* [TEXTE DU DOCUMENT]:
────────

Chercheur en sciences sociales à l’Inra et enseignant à Sciences-Po Paris, Julian Mischi montre, à partir de l’étude de situations locales, toute la complexité du rapport du « parti de la classe ouvrière » aux classes populaires en général.

L’exemple du marais de Brière (Loire-Atlantique) met particulièrement en évidence ce que la puissance passée du PCF doit aux usages dont il a fait l’objet de la part de sociabilités populaires qui lui préexistent. Dès les années 1950 et 1960, le marais est la cible de projets immobiliers et touristiques menaçant les « us et coutumes » d’une population à la fois rurale et ouvrière (beaucoup travaillent dans les industries et les chantiers navals de Saint-Nazaire). Mobilisée pour la défense de son cadre de vie, elle se saisit du PCF comme d’un relais, à partir du moment où celui-ci développe une rhétorique en faveur du « tourisme populaire » contre le « tourisme de classe ».

On observe des formes similaires d’investissement du PCF en Lorraine, lorsque, dans les années 1970, la désindustrialisation fragilise une cohésion ouvrière jusqu’alors structurée davantage sur un mode syndical. Par sa démarche, Julian Mischi se distingue notamment de la sociologie de Bourdieu, lequel soulignait dans l’engagement politique des classes populaires une certaine tendance à la « remise de soi », c’est-à-dire la délégation absolue au Parti. Lorsqu’il y a « remise de soi », c’est en fait toujours de façon « négociée ». Ce qui signifie que les classes populaires ne soutiennent l’appareil partisan que dans la mesure où elles y sont représentées et valorisées.

────────

* [TRAVAIL À FAIRE]:
1. Relevez toutes les expressions différentes placées entre guillemets dans le texte sur le PCF et les classes populaires.
2. Prolongez le texte sur le PCF et les classes populaires au-delà de sa dernière phrase.
Vous n'aurez pas besoin des enregistrements.

* [CONTENU DES DONNÉES]:
────────

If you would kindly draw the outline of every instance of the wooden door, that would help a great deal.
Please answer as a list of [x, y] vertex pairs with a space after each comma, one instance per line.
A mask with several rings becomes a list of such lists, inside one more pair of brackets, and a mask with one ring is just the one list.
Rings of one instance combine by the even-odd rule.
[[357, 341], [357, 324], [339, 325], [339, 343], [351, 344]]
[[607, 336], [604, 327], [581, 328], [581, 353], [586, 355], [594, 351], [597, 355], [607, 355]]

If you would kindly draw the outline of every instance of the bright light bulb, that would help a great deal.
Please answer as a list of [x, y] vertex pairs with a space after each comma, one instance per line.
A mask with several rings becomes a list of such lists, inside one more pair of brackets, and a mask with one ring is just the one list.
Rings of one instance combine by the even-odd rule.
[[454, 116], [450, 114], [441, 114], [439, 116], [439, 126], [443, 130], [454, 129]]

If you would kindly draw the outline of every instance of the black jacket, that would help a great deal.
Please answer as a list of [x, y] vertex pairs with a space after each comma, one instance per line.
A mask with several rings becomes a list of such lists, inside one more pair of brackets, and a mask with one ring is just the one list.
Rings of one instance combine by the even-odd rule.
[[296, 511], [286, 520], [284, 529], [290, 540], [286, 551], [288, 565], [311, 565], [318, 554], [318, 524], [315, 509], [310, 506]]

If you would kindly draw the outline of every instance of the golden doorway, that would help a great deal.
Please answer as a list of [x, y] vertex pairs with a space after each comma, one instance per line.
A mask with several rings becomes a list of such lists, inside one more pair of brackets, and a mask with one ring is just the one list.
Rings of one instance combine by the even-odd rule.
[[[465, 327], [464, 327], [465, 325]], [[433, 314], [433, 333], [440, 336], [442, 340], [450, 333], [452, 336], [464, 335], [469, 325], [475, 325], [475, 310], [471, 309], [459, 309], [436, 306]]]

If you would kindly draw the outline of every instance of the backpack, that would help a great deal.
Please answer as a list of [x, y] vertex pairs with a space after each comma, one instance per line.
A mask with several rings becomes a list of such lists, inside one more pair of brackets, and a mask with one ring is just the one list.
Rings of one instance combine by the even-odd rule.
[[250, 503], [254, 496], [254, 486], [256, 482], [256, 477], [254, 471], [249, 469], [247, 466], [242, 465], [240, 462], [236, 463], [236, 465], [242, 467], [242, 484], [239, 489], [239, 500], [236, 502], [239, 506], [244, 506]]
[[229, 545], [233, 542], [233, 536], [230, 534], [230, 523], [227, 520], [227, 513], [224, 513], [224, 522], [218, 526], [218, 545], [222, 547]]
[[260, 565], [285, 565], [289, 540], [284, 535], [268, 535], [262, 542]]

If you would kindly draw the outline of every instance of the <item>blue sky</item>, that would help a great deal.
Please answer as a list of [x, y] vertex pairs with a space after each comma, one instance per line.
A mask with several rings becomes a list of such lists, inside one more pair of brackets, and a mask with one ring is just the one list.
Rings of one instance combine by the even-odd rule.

────────

* [LISTE DES RÉPONSES]:
1.
« parti de la classe ouvrière »
« us et coutumes »
« tourisme populaire »
« tourisme de classe »
« remise de soi »
« négociée »

2.
Pour expliquer le « déclin » du Parti communiste à partir de la fin des années 1970, Julian Mischi se penche donc sur certaines « inflexions du discours idéologique » de l’organisation, les évolutions de sa sociologie interne, le fossé qui a pu se creuser entre permanents et classes populaires, ou encore l’autonomisation croissante des élus locaux par rapport à l’institution partisane et ses militants. Mais il ne nie pas pour autant l’existence d’un lien entre le déclin observé et les « transformations des conditions de vie et de travail des classes populaires ». Un ouvrage qui interpelle par l’acuité de ses analyses.